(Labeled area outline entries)

⟨

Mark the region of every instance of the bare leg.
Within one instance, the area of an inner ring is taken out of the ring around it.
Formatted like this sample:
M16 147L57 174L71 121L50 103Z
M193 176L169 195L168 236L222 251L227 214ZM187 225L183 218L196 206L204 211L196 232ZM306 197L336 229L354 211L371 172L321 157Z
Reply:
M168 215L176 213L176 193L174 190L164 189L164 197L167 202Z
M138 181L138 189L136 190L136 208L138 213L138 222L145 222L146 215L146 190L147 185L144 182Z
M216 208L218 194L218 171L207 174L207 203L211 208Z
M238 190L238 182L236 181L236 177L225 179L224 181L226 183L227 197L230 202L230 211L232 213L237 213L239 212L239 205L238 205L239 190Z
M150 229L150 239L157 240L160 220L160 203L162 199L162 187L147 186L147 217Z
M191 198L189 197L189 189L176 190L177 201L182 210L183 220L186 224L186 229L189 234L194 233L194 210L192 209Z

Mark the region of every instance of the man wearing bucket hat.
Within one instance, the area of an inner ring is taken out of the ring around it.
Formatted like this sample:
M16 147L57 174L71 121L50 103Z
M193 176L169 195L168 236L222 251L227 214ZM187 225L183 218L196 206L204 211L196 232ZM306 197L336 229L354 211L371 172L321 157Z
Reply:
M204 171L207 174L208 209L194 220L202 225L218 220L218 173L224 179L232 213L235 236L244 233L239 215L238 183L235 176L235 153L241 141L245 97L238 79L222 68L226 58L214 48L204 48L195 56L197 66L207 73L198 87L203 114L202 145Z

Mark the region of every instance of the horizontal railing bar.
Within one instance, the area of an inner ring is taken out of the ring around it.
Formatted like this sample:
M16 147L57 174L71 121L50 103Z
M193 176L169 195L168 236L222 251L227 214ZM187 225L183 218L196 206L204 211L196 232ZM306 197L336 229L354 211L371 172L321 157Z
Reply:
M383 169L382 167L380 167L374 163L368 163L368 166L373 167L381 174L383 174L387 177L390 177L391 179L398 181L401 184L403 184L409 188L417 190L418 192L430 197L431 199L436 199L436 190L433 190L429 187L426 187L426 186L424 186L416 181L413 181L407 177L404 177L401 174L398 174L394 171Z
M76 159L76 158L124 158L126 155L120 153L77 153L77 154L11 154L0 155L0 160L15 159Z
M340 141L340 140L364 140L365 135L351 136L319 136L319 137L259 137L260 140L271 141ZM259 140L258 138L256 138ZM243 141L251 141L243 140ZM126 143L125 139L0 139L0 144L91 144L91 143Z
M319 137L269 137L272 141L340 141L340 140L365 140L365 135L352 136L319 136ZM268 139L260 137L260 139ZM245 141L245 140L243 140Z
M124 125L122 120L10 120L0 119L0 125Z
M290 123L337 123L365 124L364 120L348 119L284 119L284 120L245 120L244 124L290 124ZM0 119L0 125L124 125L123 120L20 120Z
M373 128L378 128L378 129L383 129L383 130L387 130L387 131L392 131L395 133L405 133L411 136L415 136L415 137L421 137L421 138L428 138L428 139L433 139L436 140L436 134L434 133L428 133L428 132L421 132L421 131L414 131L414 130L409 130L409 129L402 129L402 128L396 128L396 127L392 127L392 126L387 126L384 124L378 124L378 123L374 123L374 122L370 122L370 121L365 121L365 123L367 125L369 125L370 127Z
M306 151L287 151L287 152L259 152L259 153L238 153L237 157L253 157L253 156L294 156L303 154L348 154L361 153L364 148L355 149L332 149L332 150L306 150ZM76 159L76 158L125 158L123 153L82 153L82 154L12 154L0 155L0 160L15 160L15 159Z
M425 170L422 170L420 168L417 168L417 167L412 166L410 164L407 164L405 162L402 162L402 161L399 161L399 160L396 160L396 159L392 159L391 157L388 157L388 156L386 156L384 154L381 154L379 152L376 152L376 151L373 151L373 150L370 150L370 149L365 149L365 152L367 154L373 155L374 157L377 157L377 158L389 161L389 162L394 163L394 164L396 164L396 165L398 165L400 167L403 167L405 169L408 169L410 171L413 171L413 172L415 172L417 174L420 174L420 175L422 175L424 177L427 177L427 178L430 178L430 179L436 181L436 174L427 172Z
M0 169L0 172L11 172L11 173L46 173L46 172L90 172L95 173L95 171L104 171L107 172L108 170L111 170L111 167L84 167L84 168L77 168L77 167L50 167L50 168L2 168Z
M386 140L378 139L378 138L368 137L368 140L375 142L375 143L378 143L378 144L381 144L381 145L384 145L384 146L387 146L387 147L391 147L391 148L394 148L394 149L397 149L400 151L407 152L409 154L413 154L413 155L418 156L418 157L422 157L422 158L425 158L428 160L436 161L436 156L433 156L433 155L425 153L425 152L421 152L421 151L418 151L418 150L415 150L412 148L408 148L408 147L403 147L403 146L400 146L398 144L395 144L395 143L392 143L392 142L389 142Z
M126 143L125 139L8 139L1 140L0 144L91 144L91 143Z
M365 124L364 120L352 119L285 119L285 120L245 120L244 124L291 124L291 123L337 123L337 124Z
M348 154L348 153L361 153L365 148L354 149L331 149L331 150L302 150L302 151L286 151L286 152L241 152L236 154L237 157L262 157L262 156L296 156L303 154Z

⟩

**Goal**
Format the lines above as a JSON list of strings, one string per line, and leave out the blank lines.

**Result of this task**
[
  "Mark the region of every instance of the bare leg.",
  "Within one instance, the area of an inner ring is taken out of the ring around it.",
  "Formatted like this sample:",
  "M16 147L57 174L71 121L50 103Z",
  "M193 176L169 195L168 236L222 251L227 214ZM187 225L183 218L196 206L204 211L196 232ZM306 197L336 229L354 211L371 172L321 157Z",
  "Reply:",
  "M168 215L176 213L176 193L174 190L164 189L164 197L167 202Z",
  "M138 181L138 189L136 190L136 208L138 213L138 222L145 222L146 215L146 190L147 185L144 182Z",
  "M216 208L218 194L218 171L207 174L207 203L211 208Z",
  "M238 190L238 182L236 181L236 177L225 179L224 181L226 183L227 197L230 202L230 211L232 213L237 213L239 212L239 205L238 205L239 190Z",
  "M150 229L150 239L157 240L160 220L160 203L162 199L162 187L147 186L147 217Z",
  "M191 198L189 197L189 189L176 190L177 201L182 210L183 220L186 224L186 229L189 234L194 233L194 210L192 209Z",
  "Mark the region of every instance of the man wearing bucket hat.",
  "Within one instance, the area of an inner ring is taken out of the ring around it.",
  "Formatted like this sample:",
  "M16 147L57 174L71 121L50 103Z",
  "M193 176L169 195L168 236L222 251L227 214ZM187 225L183 218L196 206L204 211L196 232ZM306 197L336 229L354 211L371 172L321 157Z",
  "Reply:",
  "M204 171L207 174L208 209L194 220L202 225L218 220L218 173L224 179L232 213L235 236L244 233L239 215L238 183L235 176L235 153L241 141L245 97L238 79L222 68L226 58L214 48L204 48L195 56L197 66L207 73L198 87L203 114L202 145Z",
  "Mark the region of every instance of the horizontal railing bar.",
  "Within one instance, the area of an inner ring is taken out of the ring around it.",
  "Formatted like this sample:",
  "M16 147L57 174L71 121L50 103Z",
  "M193 176L169 195L168 236L222 251L227 214ZM187 225L183 218L196 206L204 211L196 232ZM306 197L336 229L354 211L371 172L321 157Z",
  "Reply:",
  "M383 169L382 167L380 167L374 163L368 163L368 166L373 167L381 174L383 174L387 177L390 177L391 179L398 181L401 184L403 184L409 188L417 190L418 192L430 197L431 199L436 199L436 190L433 190L429 187L426 187L426 186L424 186L416 181L413 181L407 177L404 177L401 174L398 174L394 171Z",
  "M76 159L76 158L124 158L126 155L120 153L77 153L77 154L11 154L0 155L0 160L15 159Z",
  "M340 141L340 140L364 140L365 135L351 136L319 136L319 137L259 137L260 140L271 141ZM259 140L258 138L256 138ZM243 141L251 141L243 140ZM126 143L125 139L0 139L0 144L91 144L91 143Z",
  "M319 137L269 137L272 141L340 141L340 140L365 140L365 135L352 136L319 136ZM268 139L260 137L260 139ZM245 141L245 140L243 140Z",
  "M124 125L122 120L10 120L0 119L0 125Z",
  "M290 123L337 123L365 124L364 120L348 119L284 119L284 120L245 120L244 124L290 124ZM0 119L0 125L124 125L123 120L20 120Z",
  "M373 128L378 128L378 129L383 129L383 130L387 130L387 131L392 131L395 133L405 133L411 136L415 136L415 137L421 137L421 138L428 138L428 139L433 139L436 140L436 134L434 133L428 133L428 132L421 132L421 131L414 131L414 130L409 130L409 129L402 129L402 128L396 128L396 127L392 127L392 126L387 126L384 124L378 124L378 123L374 123L374 122L370 122L370 121L365 121L365 123L367 125L369 125L370 127Z",
  "M306 151L287 151L287 152L259 152L259 153L238 153L237 157L253 157L253 156L294 156L303 154L348 154L361 153L364 148L355 149L332 149L332 150L306 150ZM76 159L76 158L125 158L123 153L82 153L82 154L12 154L0 155L0 160L15 160L15 159Z",
  "M425 170L422 170L420 168L417 168L417 167L412 166L410 164L407 164L405 162L402 162L402 161L399 161L399 160L396 160L396 159L392 159L391 157L388 157L388 156L386 156L384 154L381 154L379 152L376 152L376 151L373 151L373 150L370 150L370 149L365 149L365 152L367 154L373 155L374 157L377 157L377 158L389 161L389 162L394 163L394 164L396 164L396 165L398 165L400 167L403 167L405 169L408 169L410 171L413 171L413 172L415 172L417 174L420 174L420 175L422 175L424 177L427 177L427 178L430 178L430 179L436 181L436 174L427 172Z",
  "M0 169L0 172L11 172L11 173L46 173L46 172L90 172L95 173L95 171L104 171L107 172L108 170L111 170L111 167L84 167L84 168L77 168L77 167L50 167L50 168L2 168Z",
  "M386 140L378 139L378 138L368 137L368 140L375 142L375 143L378 143L378 144L381 144L381 145L384 145L384 146L387 146L387 147L391 147L391 148L394 148L394 149L397 149L400 151L407 152L409 154L413 154L413 155L418 156L418 157L422 157L422 158L425 158L428 160L436 161L436 156L433 156L433 155L425 153L425 152L421 152L421 151L418 151L418 150L415 150L412 148L408 148L408 147L403 147L403 146L400 146L398 144L395 144L395 143L392 143L392 142L389 142Z",
  "M126 143L125 139L8 139L1 140L0 144L91 144L91 143Z",
  "M365 124L364 120L352 119L285 119L285 120L245 120L244 124L291 124L291 123L337 123L337 124Z",
  "M348 154L348 153L361 153L365 148L354 149L331 149L331 150L302 150L302 151L286 151L286 152L241 152L236 154L237 157L262 157L262 156L296 156L303 154Z"
]